What you will do: Could you repeat every record below exactly as written?

(Dataset records)
↓↓↓
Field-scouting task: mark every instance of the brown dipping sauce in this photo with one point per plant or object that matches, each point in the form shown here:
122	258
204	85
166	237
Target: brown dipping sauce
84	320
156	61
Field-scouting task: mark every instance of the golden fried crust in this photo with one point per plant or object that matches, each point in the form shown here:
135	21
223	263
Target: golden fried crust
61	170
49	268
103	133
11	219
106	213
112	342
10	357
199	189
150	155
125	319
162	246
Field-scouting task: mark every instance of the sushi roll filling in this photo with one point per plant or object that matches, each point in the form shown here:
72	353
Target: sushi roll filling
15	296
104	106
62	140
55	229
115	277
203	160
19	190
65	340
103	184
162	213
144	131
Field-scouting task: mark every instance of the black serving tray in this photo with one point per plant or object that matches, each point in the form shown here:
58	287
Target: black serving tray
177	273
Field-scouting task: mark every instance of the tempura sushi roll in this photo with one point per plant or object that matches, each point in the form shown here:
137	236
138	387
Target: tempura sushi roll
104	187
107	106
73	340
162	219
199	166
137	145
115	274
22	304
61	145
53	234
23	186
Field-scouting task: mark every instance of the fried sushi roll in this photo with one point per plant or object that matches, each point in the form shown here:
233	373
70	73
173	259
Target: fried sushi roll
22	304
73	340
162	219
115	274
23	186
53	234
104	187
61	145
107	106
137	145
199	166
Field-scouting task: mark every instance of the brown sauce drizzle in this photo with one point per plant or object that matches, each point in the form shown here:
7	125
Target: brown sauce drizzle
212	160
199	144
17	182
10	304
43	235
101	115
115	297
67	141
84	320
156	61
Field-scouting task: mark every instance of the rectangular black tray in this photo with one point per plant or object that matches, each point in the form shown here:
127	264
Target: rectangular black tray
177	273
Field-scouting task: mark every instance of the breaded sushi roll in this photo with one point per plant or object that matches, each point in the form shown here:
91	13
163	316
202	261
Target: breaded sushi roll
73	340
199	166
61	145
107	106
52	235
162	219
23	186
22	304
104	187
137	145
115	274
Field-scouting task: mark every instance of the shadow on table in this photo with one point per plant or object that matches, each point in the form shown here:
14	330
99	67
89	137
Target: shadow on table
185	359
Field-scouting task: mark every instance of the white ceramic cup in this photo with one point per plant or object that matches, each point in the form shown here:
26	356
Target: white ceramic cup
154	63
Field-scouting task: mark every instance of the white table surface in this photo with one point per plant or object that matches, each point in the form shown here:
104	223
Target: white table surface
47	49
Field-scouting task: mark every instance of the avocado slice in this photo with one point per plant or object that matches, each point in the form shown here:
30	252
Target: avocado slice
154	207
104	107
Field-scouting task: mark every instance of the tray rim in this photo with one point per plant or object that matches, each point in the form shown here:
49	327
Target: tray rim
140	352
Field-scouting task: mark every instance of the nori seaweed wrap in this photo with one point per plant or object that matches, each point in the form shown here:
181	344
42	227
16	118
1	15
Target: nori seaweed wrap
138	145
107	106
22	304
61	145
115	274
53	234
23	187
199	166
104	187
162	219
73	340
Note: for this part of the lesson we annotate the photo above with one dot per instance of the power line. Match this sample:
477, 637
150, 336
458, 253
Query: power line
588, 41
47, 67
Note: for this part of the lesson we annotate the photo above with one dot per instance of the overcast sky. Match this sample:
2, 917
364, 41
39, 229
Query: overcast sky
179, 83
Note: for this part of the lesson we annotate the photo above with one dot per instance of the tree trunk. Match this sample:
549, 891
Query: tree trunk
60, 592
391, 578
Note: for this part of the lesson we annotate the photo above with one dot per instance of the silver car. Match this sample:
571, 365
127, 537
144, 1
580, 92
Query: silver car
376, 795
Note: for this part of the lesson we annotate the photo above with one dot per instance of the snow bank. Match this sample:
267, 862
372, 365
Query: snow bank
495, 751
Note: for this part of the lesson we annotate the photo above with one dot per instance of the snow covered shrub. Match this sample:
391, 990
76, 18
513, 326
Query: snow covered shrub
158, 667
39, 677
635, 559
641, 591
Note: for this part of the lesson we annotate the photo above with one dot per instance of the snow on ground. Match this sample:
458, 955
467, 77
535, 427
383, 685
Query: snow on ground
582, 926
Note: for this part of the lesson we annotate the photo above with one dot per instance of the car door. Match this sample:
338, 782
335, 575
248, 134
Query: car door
↑↑↑
Response area:
Field-scouting task: mark every instance of the brown dipping sauce in this photo with one point per plant or object that matches, each point in the form shown here:
122	258
204	85
166	237
Target: brown dipping sauce
84	320
156	61
Field-scouting task: mark every instance of the golden fried crust in this photo with one point per plant or object that matches, each point in the form shown here:
135	21
223	263
Target: golden fried crust
61	170
49	268
103	133
11	219
106	213
112	342
10	357
199	189
150	155
125	319
162	246
Field-scouting task: mark every instance of the sushi roll filling in this photo with one point per plant or object that matches, each point in the form shown here:
72	353
Target: sushi roll filling
15	296
104	106
62	140
55	229
115	277
203	160
19	190
65	340
103	184
162	213
144	131
Field-scouting task: mark every instance of the black serving tray in this photo with one point per plant or object that matches, each point in the form shown here:
58	287
Target: black serving tray
177	273
Field-scouting task: mark every instance of the tempura sushi roll in this photo with one point per plant or object that matches, each point in the form shown here:
137	236
138	387
Target: tempura sushi roll
104	187
107	106
73	340
162	219
199	166
137	145
115	274
22	304
61	145
53	234
23	186
Field-scouting task: mark every instance of the fried sushi roll in this photo with one point per plant or object that matches, each point in the form shown here:
233	373
70	73
173	259
Target: fried sushi roll
22	304
73	340
162	219
115	274
23	186
53	234
104	187
61	145
107	106
137	145
199	166
Field-scouting task: mark every instance of the brown sauce drizzle in this photo with one point per plant or object that matches, each point in the form shown here:
7	125
Target: brown sauce drizzle
212	160
199	144
17	182
10	304
43	235
101	115
115	297
67	141
84	320
156	61
Field-scouting task: mark every instance of the rectangular black tray in this photo with one point per plant or object that matches, each point in the form shown here:
127	264
Target: rectangular black tray
177	273
Field-scouting task: mark every instance of the breaded sushi roll in this photo with one point per plant or object that matches, each point in the form shown here:
91	13
163	316
202	261
Target: breaded sushi roll
73	340
199	166
61	145
107	106
52	235
162	219
23	186
22	304
104	187
137	145
115	274
Field-scouting task: mark every instance of the shadow on table in this photo with one point per plant or object that matches, each point in the form shown here:
14	330
99	67
89	137
Target: shadow on table
185	359
Field-scouting task: mark every instance of the white ceramic cup in this photo with one point per plant or object that matches, each point in the form shown here:
26	356
Target: white ceramic cup
154	63
Field-scouting task: mark every instance of the white table surface in this photo with one point per plant or object that matches, each point in the form shown here:
104	223
Target: white table surface
47	49
Field-scouting task: mark every instance of the avocado slice in this photo with one point per plant or object that matches, each point in the form shown here:
30	252
Target: avocado slice
154	207
104	107
Field-scouting task: mark every instance of the tray rim in this photo with one point per plant or object that matches, each point in the form shown here:
49	327
Target: tray rim
140	352
Field-scouting task: mark every instance of the nori seaweed wrap in this photo with one point per plant or object that matches, each point in the form shown here:
181	344
42	227
16	118
1	15
Target: nori seaweed wrap
138	145
107	106
22	304
61	145
115	274
53	234
23	187
199	166
104	187
162	219
73	340
Note: for this part of the lesson we annotate the photo above with one dot per instance of the power line. Match this sample:
477, 637
150, 336
458, 253
Query: power line
588, 41
47, 67
Note: for this part of the lesson we annotate the photo above with one dot per instance of the overcast sky. Match this sample:
2, 917
364, 41
39, 229
Query: overcast sky
179, 83
Note: for this part of the lesson we annotate the photo above with one dot per instance of the tree trunk. Match this sample:
549, 891
Query: tree trunk
60, 592
391, 578
Note: for this part of the lesson we annotate the photo above with one dot per instance of the silver car. Match this sample:
571, 365
127, 537
144, 1
580, 92
Query: silver car
376, 795
Note: for this part of the lesson we annotate the photo above with one dot per instance of the snow bank. Match this sample:
267, 862
372, 365
Query: snow bank
495, 751
Note: for this part of the lesson we annotate the photo above with one dot per instance of the snow covered shrub. Match this sample:
391, 990
76, 18
513, 326
Query: snow covered shrub
158, 667
39, 677
635, 559
641, 591
Note: for this part of the lesson we annotate the photo above with one dot per instance of the snow on ground. Match this sample:
458, 955
467, 77
535, 427
383, 685
Query: snow on ground
582, 926
Note: for this part of the lesson we annotate the photo above with one dot per instance of the car door. Match this sample:
338, 782
335, 575
248, 134
Query: car door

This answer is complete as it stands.